§ **Text provided**
Sorry, not for this.


----------



## tjseagrove (Jan 21, 2014)

Any ETA on cart being back up?


----------



## jeff (Jan 21, 2014)

tjseagrove said:


> Any ETA on cart being back up?



No ETA, but the moment it is, I'll remove the red banners and make an announcement.  The only thing that annoys me about ProPay is their slow response to limit requests.


----------



## hewunch (Jan 21, 2014)

Is there a list of who has been shipped somewhere? I'm going to be away for a few days soon and I wanted to let my family know about when to expect it. TIA!


----------



## WHSKYrvr1 (Jan 21, 2014)

I've been mugged and patched...  I payed through propay.  no problems.


----------



## jeff (Jan 21, 2014)

Sales open again!


----------



## markgum (Jan 21, 2014)

Thanks Jeff.  I've been mugged and Glassed.. whoo hoo let the party begin.. I'm ready to PARTY!!!!!!


----------



## jeff (Jan 21, 2014)

hewunch said:


> Is there a list of who has been shipped somewhere? I'm going to be away for a few days soon and I wanted to let my family know about when to expect it. TIA!



I don't publicize the list of orders, and we're not sophisticated enough to have an order status page. 

Anyone who really wants to know their status can send me a PM. However, this is a one man operation and the guy checking orders is the same guy packing boxes :biggrin:

I dropped off 30 boxes at the PO this morning. More will go tomorrow.

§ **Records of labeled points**
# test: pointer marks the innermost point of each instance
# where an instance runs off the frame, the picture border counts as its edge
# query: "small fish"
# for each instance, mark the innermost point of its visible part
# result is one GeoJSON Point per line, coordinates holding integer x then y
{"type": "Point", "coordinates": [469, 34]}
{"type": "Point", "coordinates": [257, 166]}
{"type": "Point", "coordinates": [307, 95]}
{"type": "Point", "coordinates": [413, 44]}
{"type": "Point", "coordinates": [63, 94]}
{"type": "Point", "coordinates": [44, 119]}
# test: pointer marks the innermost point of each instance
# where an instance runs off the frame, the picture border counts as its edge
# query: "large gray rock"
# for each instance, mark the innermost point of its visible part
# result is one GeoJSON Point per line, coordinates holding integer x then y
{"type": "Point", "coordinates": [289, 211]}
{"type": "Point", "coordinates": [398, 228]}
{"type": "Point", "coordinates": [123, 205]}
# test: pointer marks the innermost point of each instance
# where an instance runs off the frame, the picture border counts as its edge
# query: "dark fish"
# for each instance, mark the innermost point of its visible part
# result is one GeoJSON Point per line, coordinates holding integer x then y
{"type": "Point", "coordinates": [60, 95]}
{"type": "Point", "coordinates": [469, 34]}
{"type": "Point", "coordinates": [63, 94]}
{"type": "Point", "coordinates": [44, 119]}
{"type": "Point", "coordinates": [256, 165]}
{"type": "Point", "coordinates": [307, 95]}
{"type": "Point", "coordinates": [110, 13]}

§ **What is asked**
Write the next part of the forum thread about the shop's cart and order shipping, starting after its last post.

§ **Answer**
----------



## tjseagrove (Jan 21, 2014)

jeff said:


> hewunch said:
> 
> 
> > Is there a list of who has been shipped somewhere? I'm going to be away for a few days soon and I wanted to let my family know about when to expect it. TIA!
> ...



In previous years, my mug has always come shortly after order so just pack and ship, I for one will just leave you to it.


----------



## Wooden_Pen_Turner_11 (Jan 21, 2014)

I keep getting "Please Try Again" messages. Are sales still up, or is my card the problem?


----------



## jeff (Jan 21, 2014)

Wooden_Pen_Turner_11 said:


> I keep getting "Please Try Again" messages. Are sales still up, or is my card the problem?



Sales are fine now.


----------



## prophetmkr (Jan 21, 2014)

Got mine! YAY!


----------



## jeff (Jan 21, 2014)

Another 12 boxes ready to go in the morning.

I expect that the international orders I have now will ship this coming Friday.


----------



## The Penguin (Jan 22, 2014)

Got my shipping notice today!


----------



## jeff (Jan 22, 2014)

The Penguin said:


> Got my shipping notice today!



Yours was in the batch I dropped off 5 minutes ago at the Fairview Park, OH post office.  Bet you get it Saturday.


----------



## Tanner (Jan 22, 2014)

Not working again.


----------



## jeff (Jan 22, 2014)

Tanner said:


> Not working again.



Sorry you're having troubles. From what I can see  it looks ok. When I get home about 5 I'll buy a mug and try to see what's wrong.


----------



## TLTHW (Jan 22, 2014)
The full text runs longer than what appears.